--- begin ---
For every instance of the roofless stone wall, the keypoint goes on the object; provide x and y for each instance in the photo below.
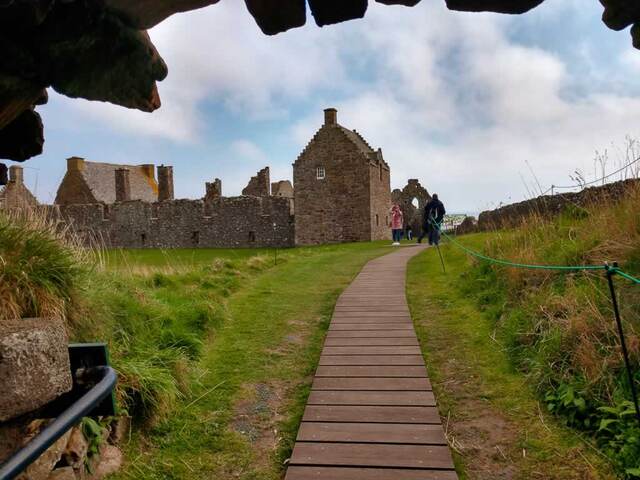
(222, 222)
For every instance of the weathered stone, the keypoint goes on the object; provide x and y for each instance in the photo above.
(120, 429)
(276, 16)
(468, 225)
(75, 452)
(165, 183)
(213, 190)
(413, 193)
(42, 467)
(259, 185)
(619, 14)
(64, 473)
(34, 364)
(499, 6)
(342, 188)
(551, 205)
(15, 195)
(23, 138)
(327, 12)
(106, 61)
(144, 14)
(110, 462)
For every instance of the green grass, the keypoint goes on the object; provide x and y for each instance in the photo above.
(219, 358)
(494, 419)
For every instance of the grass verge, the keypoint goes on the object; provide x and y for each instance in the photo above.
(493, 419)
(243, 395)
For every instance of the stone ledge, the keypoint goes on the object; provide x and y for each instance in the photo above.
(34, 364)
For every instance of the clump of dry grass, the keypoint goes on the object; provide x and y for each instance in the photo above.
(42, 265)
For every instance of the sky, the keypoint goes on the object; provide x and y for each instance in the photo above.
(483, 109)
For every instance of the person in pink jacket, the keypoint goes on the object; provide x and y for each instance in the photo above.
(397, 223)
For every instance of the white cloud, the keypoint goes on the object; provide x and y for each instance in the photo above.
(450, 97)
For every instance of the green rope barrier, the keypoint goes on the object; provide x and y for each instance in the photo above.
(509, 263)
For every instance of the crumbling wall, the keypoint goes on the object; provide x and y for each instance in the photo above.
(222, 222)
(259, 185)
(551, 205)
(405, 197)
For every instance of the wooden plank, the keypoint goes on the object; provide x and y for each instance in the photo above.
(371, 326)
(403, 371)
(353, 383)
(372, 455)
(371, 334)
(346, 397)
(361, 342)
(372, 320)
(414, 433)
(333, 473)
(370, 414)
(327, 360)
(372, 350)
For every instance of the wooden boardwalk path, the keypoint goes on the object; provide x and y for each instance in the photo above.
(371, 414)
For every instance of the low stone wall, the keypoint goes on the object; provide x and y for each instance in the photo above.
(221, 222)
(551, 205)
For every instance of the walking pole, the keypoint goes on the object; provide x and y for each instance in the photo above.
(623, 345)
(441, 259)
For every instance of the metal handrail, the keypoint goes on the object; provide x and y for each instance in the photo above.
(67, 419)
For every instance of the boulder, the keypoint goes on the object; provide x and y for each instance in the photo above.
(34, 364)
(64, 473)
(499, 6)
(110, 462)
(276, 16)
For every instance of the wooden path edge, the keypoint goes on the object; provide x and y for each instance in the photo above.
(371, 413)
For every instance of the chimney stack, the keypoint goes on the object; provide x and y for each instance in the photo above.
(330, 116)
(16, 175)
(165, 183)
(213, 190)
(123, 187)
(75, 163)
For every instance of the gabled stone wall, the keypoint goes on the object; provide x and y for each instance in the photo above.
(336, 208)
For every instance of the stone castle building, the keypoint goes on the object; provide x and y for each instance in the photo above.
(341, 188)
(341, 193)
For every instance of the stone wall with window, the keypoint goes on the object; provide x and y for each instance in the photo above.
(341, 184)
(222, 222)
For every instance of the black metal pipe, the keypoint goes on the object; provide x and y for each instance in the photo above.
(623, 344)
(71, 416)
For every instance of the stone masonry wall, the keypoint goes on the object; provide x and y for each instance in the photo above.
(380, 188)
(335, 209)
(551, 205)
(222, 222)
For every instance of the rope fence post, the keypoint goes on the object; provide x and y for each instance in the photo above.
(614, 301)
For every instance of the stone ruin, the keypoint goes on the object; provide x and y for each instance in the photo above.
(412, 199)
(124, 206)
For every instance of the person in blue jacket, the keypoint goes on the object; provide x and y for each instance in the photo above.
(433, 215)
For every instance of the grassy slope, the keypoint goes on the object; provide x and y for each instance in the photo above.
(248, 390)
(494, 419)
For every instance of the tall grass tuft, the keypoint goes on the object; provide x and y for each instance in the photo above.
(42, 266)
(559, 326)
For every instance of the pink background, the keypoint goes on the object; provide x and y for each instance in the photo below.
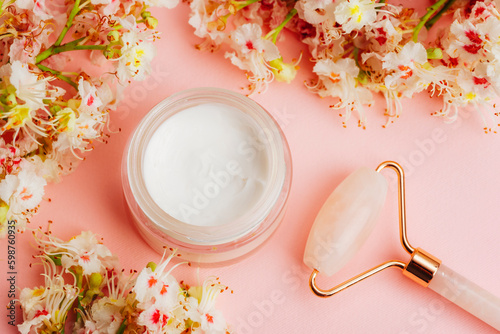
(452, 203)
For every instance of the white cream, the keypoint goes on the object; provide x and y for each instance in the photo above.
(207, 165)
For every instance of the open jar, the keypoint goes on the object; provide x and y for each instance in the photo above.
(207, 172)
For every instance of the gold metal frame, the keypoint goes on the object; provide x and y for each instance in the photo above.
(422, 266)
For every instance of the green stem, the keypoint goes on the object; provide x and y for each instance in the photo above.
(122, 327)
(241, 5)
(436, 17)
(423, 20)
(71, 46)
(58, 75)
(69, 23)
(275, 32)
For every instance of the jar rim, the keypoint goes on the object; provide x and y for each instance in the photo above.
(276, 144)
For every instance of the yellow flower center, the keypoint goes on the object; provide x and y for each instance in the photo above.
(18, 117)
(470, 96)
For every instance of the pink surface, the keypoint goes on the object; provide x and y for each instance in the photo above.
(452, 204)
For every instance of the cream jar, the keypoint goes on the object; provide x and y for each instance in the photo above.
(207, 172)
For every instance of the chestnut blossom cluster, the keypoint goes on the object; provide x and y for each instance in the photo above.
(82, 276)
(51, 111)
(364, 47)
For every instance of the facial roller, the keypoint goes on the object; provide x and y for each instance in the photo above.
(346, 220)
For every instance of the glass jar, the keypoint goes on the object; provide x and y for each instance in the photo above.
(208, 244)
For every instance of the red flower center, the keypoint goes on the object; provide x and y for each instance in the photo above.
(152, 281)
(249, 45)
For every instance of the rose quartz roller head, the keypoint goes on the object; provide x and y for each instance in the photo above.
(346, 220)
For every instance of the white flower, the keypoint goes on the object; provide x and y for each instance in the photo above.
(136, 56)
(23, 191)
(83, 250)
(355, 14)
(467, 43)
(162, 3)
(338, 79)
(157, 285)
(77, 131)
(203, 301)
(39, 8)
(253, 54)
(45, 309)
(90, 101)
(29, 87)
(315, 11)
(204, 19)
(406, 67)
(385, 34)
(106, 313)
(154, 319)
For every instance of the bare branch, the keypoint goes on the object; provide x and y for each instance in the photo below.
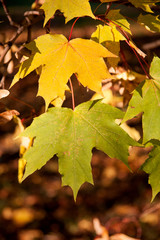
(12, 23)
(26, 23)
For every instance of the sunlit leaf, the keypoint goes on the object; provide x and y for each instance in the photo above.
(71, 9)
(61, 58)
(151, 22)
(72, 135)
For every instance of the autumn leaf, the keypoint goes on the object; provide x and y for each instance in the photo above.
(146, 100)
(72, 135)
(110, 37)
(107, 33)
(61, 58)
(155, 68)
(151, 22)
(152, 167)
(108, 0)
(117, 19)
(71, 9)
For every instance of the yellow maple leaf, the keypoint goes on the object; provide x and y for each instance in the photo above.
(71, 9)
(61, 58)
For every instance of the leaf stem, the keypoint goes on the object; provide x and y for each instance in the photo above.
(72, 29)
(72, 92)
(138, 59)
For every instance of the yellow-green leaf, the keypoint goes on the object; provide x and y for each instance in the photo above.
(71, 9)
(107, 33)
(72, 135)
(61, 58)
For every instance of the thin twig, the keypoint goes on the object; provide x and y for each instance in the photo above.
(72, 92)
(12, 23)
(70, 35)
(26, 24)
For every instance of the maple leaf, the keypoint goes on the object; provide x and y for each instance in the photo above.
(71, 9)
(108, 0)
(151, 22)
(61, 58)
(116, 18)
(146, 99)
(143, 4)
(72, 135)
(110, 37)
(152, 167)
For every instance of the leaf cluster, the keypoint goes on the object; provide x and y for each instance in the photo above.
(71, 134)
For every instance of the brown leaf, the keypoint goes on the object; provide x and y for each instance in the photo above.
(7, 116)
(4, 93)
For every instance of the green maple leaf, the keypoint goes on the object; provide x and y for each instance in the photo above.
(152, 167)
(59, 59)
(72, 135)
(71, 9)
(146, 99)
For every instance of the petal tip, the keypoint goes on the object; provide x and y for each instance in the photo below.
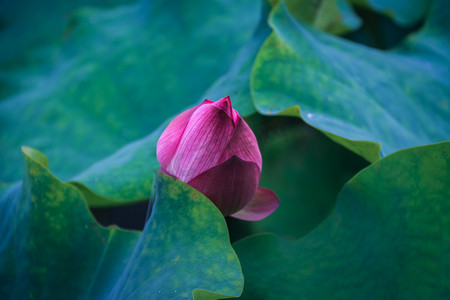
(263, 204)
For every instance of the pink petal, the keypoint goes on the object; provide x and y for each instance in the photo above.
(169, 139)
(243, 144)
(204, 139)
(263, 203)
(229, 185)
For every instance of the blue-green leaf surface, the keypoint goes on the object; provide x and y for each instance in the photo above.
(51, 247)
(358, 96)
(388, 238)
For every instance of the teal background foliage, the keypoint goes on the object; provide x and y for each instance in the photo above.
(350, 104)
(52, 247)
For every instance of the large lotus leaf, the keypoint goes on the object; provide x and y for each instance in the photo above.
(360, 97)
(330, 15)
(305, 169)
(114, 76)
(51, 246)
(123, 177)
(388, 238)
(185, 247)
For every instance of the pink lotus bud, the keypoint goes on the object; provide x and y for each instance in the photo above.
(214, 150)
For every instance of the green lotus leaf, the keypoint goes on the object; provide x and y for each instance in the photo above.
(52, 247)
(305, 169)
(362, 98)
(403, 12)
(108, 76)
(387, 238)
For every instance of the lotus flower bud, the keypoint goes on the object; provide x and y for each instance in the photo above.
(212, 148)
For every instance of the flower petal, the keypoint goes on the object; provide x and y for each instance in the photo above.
--- end ---
- PROBLEM DETAILS -
Format the lines above as a numbered list, from the line with "For every instance of the lotus" through the last line, leaving out any blank lines.

- OUTPUT OF THE TASK -
1. For every instance of the lotus flower bud, the keypoint goes on the object; provide x and y for each instance in the photo above.
2. (212, 148)
3. For every instance of the flower petal, the keypoint goes on the object; provide x and y for each instance in the photo above.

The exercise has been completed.